Exercise set —
A: Please print the portion of the graphic design school passage starting at "Here’s something that" and ending at "a designer? Nope.".
B: Write the next part of the article on whether to attend graphic design school, picking up after its final line.

Source excerpt —
========================================
Here’s something that was never even considered when I was researching graphic design schools in the early 2000’s: Should I go to graphic design school to become a designer or learn on my own? At the time, there was only the one option, which was design school. There was no YouTube, no Skillshare, no Coursera, or TheFutur. I guess Lynda.com existed, but I didn’t know about it yet.
Aside from learning about design from books, if you wanted to become a graphic designer, you went to design school. Period. Fast forward twenty years and now you have some pretty compelling options if you want to enter the design industry. For this reason, you now get to ask yourself if you should go to graphic design school at all. The answer is maybe, because it depends. But do you absolutely need to go to graphic design school to become a designer? Nope.
What Does Design School Teach?
========================================
Entries supplied —
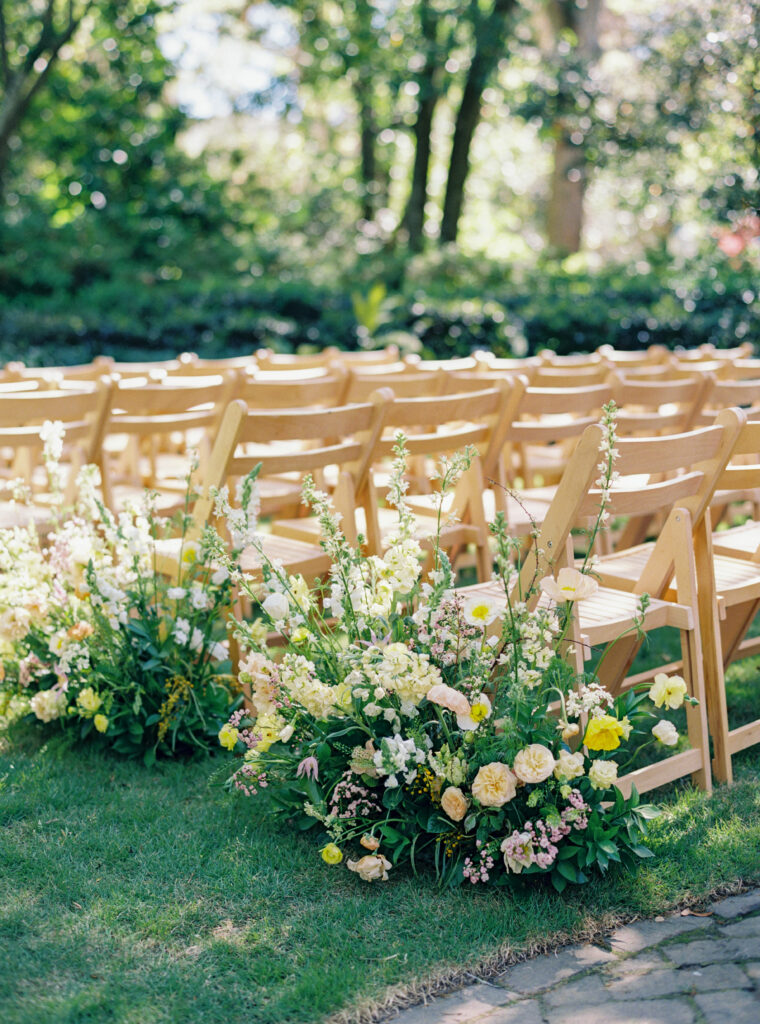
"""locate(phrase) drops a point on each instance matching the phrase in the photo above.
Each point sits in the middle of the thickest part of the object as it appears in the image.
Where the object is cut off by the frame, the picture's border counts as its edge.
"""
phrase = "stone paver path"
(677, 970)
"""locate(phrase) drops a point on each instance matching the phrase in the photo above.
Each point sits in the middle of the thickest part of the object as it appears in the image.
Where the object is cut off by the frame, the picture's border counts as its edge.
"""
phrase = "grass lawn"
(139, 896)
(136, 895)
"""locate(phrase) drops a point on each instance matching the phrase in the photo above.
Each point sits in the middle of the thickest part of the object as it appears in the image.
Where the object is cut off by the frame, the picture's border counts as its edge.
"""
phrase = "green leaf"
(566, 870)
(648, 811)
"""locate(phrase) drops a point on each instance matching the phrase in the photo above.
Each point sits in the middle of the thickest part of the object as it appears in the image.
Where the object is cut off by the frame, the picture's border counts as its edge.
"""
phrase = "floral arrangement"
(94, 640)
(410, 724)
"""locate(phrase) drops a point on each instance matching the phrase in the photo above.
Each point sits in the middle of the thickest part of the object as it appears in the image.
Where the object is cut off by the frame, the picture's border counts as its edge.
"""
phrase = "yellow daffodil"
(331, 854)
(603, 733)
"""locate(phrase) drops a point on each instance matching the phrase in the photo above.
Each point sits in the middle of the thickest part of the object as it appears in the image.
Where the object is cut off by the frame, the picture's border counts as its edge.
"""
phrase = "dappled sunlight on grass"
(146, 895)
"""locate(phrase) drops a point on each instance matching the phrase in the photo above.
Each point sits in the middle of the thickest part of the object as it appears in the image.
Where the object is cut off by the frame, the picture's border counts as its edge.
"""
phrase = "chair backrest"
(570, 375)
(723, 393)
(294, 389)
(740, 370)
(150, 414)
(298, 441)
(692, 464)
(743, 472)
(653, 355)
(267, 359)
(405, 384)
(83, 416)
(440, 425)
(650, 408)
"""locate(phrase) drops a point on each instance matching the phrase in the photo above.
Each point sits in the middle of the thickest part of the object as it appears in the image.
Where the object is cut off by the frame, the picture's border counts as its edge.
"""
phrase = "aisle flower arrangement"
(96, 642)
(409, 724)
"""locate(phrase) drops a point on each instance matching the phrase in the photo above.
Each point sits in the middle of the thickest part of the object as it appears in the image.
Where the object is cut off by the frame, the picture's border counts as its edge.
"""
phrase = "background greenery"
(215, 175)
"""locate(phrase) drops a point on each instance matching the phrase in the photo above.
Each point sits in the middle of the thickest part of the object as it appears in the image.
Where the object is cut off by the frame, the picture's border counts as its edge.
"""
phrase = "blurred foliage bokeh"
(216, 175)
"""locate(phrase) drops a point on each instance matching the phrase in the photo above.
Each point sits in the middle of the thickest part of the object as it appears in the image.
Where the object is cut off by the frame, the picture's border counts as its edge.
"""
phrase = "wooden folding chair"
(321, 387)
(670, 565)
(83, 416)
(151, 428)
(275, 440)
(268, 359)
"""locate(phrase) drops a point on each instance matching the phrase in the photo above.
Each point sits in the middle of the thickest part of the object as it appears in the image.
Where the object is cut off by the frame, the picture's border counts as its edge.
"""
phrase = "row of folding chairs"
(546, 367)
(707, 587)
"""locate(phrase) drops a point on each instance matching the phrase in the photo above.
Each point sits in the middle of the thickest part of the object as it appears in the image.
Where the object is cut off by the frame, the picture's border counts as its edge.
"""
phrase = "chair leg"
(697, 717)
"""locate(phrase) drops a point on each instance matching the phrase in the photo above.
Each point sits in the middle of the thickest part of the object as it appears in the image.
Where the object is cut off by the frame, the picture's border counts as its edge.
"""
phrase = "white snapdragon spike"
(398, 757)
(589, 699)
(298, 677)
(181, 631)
========================================
The results —
A:
Here’s something that was never even considered when I was researching graphic design schools in the early 2000’s: Should I go to graphic design school to become a designer or learn on my own? At the time, there was only the one option, which was design school. There was no YouTube, no Skillshare, no Coursera, or TheFutur. I guess Lynda.com existed, but I didn’t know about it yet.
Aside from learning about design from books, if you wanted to become a graphic designer, you went to design school. Period. Fast forward twenty years and now you have some pretty compelling options if you want to enter the design industry. For this reason, you now get to ask yourself if you should go to graphic design school at all. The answer is maybe, because it depends. But do you absolutely need to go to graphic design school to become a designer? Nope.

B:
If you do end up deciding that you should go to graphic design school, you won’t just learn design. Most schools take a pretty broad approach at teaching different aspects of design, marketing, psychology, business, etc. to give you a very general idea of the industry. There’s a lot of theory, a lot of group projects, and at the end you’ll have a portfolio you can use to get a job or further your design education.
Of course, this really depends on the type of program you take, but in general, the academic design route teaches you a variety of topics you might not otherwise learn on your own. This is a great way to round out your skills as a designer and help you to understand the exact career path you want to take within the design industry.
Additionally, design school is a great place to make connections. My first design job was a referral from one of my instructors and I’ve referred former classmates to companies I’ve worked at as well.
Design school programs vary in length. Some are two or three year diploma programs, four-year degree programs, or even quick one-year certificate programs. Some schools, like Emily Carr, even offer a Masters degree in design, which I think is pretty cool. There are even graphic design PhD programs if you’re really ambitious, but those are likely overkill unless you intend on teaching design at a high level.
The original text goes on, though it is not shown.